→ What you will do:
Recast every line of the items below as a numbered list, omitting any blank lines.

** start of Provided entries **

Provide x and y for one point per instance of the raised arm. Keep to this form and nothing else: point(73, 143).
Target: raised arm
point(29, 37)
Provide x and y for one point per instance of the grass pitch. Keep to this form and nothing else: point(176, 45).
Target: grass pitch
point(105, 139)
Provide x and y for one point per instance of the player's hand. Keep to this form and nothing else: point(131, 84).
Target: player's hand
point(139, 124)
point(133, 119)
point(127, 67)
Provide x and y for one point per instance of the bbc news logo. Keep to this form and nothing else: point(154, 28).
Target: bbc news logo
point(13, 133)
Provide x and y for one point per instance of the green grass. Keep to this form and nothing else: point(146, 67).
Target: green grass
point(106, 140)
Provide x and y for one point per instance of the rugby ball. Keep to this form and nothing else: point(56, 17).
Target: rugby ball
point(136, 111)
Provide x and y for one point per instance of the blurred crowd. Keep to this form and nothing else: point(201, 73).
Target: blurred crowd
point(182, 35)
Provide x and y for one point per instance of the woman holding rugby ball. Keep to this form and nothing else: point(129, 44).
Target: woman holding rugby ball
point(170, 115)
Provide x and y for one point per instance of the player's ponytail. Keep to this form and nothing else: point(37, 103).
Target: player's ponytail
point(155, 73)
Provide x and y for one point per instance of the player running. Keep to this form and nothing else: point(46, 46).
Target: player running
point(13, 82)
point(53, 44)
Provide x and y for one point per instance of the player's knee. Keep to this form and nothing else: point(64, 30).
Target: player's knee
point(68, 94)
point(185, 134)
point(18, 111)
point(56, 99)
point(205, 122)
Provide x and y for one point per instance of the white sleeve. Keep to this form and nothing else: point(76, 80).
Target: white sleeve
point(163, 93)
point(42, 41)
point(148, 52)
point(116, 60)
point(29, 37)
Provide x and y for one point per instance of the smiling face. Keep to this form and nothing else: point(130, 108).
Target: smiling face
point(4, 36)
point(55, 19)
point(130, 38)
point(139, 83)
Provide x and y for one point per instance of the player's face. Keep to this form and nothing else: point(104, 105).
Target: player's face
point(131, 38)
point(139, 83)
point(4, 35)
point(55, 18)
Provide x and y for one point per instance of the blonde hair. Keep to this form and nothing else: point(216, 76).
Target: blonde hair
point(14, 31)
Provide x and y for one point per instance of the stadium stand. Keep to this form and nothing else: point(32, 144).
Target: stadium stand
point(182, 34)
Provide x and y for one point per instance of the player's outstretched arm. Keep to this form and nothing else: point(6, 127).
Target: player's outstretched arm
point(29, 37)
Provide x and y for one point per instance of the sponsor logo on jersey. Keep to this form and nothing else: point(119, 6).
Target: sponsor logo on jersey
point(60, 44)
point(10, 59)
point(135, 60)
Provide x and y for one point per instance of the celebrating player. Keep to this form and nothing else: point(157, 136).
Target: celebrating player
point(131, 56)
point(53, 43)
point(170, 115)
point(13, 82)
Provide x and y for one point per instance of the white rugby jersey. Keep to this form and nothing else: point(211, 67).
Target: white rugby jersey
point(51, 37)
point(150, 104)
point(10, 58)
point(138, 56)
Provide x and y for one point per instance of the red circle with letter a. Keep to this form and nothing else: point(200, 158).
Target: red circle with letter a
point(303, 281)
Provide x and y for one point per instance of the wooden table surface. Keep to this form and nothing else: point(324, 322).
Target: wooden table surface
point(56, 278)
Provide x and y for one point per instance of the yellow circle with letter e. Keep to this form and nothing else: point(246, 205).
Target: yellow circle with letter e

** end of Provided entries **

→ The reply:
1. Provide x and y for one point per instance of the raised arm. Keep to this form and nothing else: point(73, 143).
2. Target: raised arm
3. point(29, 37)
4. Provide x and y for one point per instance of the grass pitch. Keep to this form and nothing else: point(176, 45).
5. Target: grass pitch
6. point(105, 139)
7. Provide x and y for one point per instance of the player's hand. Keep to this form and nothing else: point(131, 84).
8. Target: player's hand
9. point(139, 124)
10. point(133, 119)
11. point(127, 67)
12. Provide x and y for one point per instance of the bbc news logo. Keep to this form and nothing else: point(154, 28).
13. Target: bbc news logo
14. point(13, 133)
15. Provide x and y for one point per instance of the green grass. Keep to this form and nothing else: point(146, 67).
16. Target: green grass
17. point(106, 140)
18. Provide x and y for one point per instance of the rugby ball. Keep to this form and nothing else: point(56, 17).
19. Target: rugby ball
20. point(136, 111)
21. Provide x and y for one point per instance of the blurred crowd. Keep to this form and nothing else: point(201, 73).
22. Target: blurred crowd
23. point(182, 35)
24. Provide x and y for one point per instance of the woman holding rugby ball. Keep to this form and nothing else: point(129, 44).
25. Target: woman holding rugby ball
26. point(170, 115)
27. Provide x and y for one point per instance of the player's ponytail. Keep to this form and nothing else: point(37, 103).
28. Target: player's ponytail
29. point(155, 73)
30. Provide x and y for one point per instance of the player running. Keep to this form and nothing else: point(46, 46).
31. Target: player running
32. point(13, 82)
33. point(53, 44)
34. Provide x and y for one point per instance of the player's knee. Keep to this form and nothing else: point(64, 30).
35. Target: player's knee
36. point(68, 94)
37. point(185, 134)
38. point(18, 111)
39. point(56, 99)
40. point(205, 122)
41. Provide x and y for one point per instance of the white sleeve. Keep to this form and nothing else: point(76, 80).
42. Target: white sleeve
43. point(163, 93)
44. point(42, 41)
45. point(148, 52)
46. point(116, 60)
47. point(29, 37)
48. Provide x and y for one point per instance of the smiling face. Keep to this form and nothing else: point(130, 108).
49. Target: smiling face
50. point(4, 36)
51. point(55, 19)
52. point(130, 38)
53. point(139, 83)
54. Provide x and y for one point per instance of the player's face. Keep to this form and nothing else: point(104, 105).
55. Target: player's face
56. point(131, 38)
57. point(139, 83)
58. point(4, 35)
59. point(55, 18)
60. Provide x and y for one point per instance of the blonde hair. Keep to this form and nothing else: point(216, 76).
61. Target: blonde hair
62. point(14, 31)
63. Provide x and y for one point per instance of the stadium stand. Keep to this form and nothing else: point(32, 144).
64. Target: stadium stand
65. point(182, 34)
66. Provide x and y for one point per instance of the player's outstretched arm. Keep to this form and nothing else: point(6, 127).
67. Target: player's outstretched arm
68. point(29, 37)
69. Provide x and y for one point per instance of the sponsor logo on jersey. Keep to this form and nothing else: point(119, 6).
70. Target: sponsor logo on jersey
71. point(60, 44)
72. point(10, 59)
73. point(135, 60)
74. Provide x and y for one point per instance of the celebrating player. Keep to this form and nothing else: point(157, 136).
75. Target: celebrating player
76. point(131, 56)
77. point(53, 43)
78. point(170, 115)
79. point(13, 82)
80. Provide x and y for one point per instance of the white rugby jersey. Keep to this form and nothing else: point(211, 67).
81. Target: white rugby jersey
82. point(51, 37)
83. point(150, 104)
84. point(10, 58)
85. point(138, 56)
86. Provide x and y for one point per instance of the red circle with letter a. Keep to this form and nothing else: point(200, 158).
87. Target: red circle with letter a
88. point(303, 281)
89. Provide x and y for one point per instance of the wooden table surface. Keep to this form and nothing else: point(324, 322).
90. Target: wooden table surface
91. point(56, 278)
92. Provide x and y for one point per instance of the yellow circle with letter e. Keep to this form and nothing else: point(246, 205).
93. Target: yellow circle with letter e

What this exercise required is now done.